On 8/3/24 10:52, Craig Sanders via luv-main wrote:
16GB isn't a lot these days. My guess is you're most likely running out of
RAM. The best solution is to add more RAM to the system if possible.
That is not possible with this model. The strange thing is that this
behavior is recent. Running applications concurrently has never been an
issue. Unless there is something bloaty about an update this issue
should never happen....but.....
Adding more swap space (a swap file will do if you can't repartition the
drive) can reduce the risk of out-of-memory crashes due to temporary
short-term spikes in usage (perhaps from things like fossilize_replay). Note
that adding more swap is a cheap, easy bandaid - it's worth doing but it
doesn't actually solve the problem. You won't want to be using a system that's
constantly swapping stuff in and out of RAM.

==================================================

* Problem
Reproduce the email about running out of RAM word for word, starting at "That is not" and ending at "should never happen....but.....".

==================================================

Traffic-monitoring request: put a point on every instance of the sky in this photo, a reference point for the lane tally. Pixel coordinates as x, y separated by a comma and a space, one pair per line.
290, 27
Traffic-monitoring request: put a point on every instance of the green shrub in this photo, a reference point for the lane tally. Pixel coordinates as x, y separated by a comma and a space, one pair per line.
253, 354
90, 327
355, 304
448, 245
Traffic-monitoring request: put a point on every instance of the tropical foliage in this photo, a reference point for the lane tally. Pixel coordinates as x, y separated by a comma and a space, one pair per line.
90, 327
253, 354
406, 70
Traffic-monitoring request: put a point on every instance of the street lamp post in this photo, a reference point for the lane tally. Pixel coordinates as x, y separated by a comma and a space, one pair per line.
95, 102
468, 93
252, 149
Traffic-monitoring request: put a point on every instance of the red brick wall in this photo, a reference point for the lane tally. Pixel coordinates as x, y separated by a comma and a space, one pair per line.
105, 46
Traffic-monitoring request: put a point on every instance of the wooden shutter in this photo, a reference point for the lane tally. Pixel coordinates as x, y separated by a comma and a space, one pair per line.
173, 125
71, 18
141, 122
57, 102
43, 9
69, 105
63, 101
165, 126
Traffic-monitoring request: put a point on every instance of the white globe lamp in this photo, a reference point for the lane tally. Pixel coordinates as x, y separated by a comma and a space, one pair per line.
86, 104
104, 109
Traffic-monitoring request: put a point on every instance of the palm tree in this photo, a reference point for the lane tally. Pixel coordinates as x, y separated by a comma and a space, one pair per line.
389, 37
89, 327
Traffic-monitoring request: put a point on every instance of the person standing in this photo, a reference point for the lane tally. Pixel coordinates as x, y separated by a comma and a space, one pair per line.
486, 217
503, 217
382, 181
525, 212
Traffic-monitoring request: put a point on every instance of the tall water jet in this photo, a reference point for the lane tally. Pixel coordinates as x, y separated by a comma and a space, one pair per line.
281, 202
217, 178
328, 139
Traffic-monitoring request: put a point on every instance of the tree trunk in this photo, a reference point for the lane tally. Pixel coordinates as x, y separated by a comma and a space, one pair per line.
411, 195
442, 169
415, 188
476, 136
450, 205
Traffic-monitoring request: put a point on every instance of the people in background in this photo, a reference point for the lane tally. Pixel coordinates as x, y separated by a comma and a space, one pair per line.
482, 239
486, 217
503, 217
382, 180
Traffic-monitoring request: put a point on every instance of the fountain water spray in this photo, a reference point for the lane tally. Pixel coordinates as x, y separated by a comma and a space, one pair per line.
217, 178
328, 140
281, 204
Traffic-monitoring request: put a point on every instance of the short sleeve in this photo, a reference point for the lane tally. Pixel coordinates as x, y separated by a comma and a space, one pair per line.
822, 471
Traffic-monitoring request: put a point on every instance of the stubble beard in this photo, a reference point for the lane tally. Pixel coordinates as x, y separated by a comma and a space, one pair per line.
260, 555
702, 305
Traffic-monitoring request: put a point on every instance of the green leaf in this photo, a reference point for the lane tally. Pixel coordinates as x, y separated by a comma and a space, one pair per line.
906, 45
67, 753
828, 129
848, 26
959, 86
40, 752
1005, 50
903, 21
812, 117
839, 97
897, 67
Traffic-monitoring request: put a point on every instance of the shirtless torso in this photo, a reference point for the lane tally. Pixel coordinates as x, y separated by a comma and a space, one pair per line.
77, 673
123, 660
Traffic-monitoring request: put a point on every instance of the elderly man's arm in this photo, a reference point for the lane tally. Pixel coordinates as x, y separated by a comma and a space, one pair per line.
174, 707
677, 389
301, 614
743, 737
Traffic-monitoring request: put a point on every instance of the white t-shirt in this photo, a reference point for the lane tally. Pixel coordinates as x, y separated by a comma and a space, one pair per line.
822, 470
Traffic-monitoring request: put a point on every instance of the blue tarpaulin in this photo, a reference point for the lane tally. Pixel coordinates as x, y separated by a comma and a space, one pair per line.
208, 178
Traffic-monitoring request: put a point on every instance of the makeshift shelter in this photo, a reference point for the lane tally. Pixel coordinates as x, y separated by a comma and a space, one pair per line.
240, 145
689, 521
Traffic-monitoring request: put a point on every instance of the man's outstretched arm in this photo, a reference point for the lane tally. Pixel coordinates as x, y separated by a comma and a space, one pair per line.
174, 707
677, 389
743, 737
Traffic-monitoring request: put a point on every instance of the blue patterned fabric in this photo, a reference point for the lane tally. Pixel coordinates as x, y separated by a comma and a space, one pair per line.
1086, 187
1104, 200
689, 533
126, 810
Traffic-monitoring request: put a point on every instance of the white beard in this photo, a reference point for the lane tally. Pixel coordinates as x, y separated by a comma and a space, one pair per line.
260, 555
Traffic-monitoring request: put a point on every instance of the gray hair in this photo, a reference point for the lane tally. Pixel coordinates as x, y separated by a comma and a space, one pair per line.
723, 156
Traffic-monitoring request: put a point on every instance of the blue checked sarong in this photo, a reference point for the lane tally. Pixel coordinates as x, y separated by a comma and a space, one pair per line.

==================================================

* Task response
That is not possible with this model. The strange thing is that this
behavior is recent. Running applications concurrently has never been an
issue. Unless there is something bloaty about an update this issue
should never happen....but.....